═══ Document extract ═══

INDUSTRY
SuperComputer Modeling Reveals How Surprisingly Potent Hepatitis C Drug Works
- Written by: Tyler O'Neal, Staff Editor
- Category: INDUSTRY
A study by researchers from Los Alamos National Laboratory and a multinational team reveals how daclatasvir, a direct-acting antiviral agent in development for the treatment of hepatitis C virus (HCV), targets one of its proteins and causes the fastest viral decline ever seen with anti-HCV drugs - within 12 hours of treatment.
Chronic infection with hepatitis C virus affects about 150 million people worldwide. It is the leading cause of cirrhosis, liver cancer and liver transplants and results in some 350,000 deaths worldwide every year.
The team's work reveals that daclatasvir has two primary modes of action against HCV and also provides a more accurate estimate of the HCV half-life. Until 2011, treatment options were limited and offered modest effectiveness; fewer than half of treated patients were fully cured of the virus. In the last decade, active research on understanding the mechanisms of HCV replication resulted in the discovery of direct acting antivirals targeting all stages of the viral replication process.

═══ Recorded information ═══

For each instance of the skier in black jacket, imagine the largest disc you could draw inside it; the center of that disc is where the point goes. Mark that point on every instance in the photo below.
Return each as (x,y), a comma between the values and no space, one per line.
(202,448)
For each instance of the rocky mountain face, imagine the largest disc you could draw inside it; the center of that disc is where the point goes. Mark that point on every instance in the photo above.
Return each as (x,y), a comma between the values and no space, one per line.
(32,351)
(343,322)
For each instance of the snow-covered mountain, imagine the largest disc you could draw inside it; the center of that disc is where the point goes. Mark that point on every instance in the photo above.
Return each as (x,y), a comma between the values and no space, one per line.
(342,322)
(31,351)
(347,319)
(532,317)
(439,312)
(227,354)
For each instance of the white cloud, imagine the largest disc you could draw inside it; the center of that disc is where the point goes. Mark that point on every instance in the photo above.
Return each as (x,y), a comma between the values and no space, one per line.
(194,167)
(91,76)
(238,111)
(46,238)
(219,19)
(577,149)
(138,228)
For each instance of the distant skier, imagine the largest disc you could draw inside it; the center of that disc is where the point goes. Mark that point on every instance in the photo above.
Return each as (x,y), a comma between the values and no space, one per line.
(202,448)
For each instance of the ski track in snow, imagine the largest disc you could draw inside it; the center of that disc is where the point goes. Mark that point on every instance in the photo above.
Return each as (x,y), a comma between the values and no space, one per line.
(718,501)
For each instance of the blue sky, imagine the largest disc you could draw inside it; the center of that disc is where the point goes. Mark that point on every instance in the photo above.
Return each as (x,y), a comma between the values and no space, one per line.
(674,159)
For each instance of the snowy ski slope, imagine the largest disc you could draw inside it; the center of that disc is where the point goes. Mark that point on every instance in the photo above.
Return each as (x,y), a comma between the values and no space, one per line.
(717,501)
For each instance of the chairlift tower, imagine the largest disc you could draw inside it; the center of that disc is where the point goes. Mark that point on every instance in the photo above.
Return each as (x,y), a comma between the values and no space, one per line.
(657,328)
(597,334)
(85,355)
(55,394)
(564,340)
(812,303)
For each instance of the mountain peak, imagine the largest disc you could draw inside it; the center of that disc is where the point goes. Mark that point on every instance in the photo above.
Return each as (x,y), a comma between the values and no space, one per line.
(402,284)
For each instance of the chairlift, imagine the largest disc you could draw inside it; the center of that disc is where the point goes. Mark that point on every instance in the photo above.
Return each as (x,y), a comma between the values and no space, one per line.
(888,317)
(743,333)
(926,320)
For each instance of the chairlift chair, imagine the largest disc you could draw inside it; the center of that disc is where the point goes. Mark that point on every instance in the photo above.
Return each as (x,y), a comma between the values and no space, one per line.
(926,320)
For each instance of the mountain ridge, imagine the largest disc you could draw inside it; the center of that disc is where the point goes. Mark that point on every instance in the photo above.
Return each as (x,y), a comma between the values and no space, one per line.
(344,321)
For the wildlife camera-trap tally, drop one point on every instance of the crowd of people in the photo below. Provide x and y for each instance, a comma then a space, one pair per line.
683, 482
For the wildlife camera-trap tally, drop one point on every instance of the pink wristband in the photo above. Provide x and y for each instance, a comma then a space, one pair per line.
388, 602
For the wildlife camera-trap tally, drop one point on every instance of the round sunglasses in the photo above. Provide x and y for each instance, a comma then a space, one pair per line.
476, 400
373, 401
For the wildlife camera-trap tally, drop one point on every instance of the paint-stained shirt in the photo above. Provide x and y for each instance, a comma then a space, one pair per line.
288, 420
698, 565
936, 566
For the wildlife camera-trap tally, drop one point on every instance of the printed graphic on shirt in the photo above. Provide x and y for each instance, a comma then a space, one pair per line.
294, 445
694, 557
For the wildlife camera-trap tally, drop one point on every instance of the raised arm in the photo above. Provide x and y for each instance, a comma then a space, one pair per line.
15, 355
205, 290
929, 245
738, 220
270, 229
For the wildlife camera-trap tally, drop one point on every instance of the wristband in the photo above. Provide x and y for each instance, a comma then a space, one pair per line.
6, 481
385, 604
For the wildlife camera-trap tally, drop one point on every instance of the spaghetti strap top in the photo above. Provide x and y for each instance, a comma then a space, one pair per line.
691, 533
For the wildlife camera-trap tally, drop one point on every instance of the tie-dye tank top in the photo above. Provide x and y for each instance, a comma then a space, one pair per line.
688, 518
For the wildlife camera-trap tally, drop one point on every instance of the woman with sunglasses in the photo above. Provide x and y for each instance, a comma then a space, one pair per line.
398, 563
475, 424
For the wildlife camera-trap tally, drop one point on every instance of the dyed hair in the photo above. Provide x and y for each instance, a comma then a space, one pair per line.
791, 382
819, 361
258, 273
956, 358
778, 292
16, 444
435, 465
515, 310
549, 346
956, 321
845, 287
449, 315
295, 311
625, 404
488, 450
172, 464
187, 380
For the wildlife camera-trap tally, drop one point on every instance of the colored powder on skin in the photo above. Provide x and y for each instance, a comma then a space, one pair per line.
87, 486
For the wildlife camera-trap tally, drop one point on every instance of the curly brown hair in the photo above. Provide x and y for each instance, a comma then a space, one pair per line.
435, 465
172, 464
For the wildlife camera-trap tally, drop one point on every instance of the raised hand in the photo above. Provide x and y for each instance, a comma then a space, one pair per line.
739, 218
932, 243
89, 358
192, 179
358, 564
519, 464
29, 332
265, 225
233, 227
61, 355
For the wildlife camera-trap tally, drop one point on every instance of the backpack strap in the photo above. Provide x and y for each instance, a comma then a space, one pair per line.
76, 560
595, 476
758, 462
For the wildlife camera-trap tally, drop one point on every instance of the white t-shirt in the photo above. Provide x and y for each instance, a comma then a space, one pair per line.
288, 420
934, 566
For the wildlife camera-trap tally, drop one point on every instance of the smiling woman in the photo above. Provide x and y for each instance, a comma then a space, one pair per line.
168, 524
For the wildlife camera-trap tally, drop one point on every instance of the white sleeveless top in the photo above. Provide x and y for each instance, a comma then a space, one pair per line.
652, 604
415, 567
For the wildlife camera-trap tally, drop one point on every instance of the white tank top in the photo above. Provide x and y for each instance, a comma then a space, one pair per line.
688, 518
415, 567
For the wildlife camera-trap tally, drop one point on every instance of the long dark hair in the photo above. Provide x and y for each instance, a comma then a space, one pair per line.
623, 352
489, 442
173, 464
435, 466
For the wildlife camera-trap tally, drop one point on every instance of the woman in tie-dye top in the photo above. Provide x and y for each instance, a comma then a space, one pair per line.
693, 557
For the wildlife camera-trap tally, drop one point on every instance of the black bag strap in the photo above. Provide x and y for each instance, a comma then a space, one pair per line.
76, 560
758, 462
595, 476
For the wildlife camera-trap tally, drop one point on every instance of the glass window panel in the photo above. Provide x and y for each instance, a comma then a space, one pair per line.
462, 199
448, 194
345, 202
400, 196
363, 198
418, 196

═══

### Problems and tasks
A. Answer these questions from the hepatitis C drug article:
(i) About how many people worldwide have chronic hepatitis C infection?
(ii) Researchers from which national laboratory took part in the study?
(iii) Until 2011, what share of treated patients were fully cured of the virus?
B. Does each statement agree with the hepatitis C drug article? Answer yes or no for each, and quote the words that decide it.
(i) Daclatasvir produced the fastest viral decline ever seen with anti-HCV drugs.
(ii) Hepatitis C causes about 350,000 deaths in the United States every year.
(iii) Daclatasvir acts against HCV in only one way.
C. Retype the passage of the hepatitis C drug article that begins with "Chronic infection with" and ends after "worldwide every year.".
The records were taken from a different source.

### Answers to the tasks
A.
(i) About 150 million people.
(ii) Los Alamos National Laboratory.
(iii) Fewer than half.

B.
(i) Yes: "causes the fastest viral decline ever seen with anti-HCV drugs - within 12 hours of treatment."
(ii) No: "results in some 350,000 deaths worldwide every year."
(iii) No: "daclatasvir has two primary modes of action against HCV."

C.
Chronic infection with hepatitis C virus affects about 150 million people worldwide. It is the leading cause of cirrhosis, liver cancer and liver transplants and results in some 350,000 deaths worldwide every year.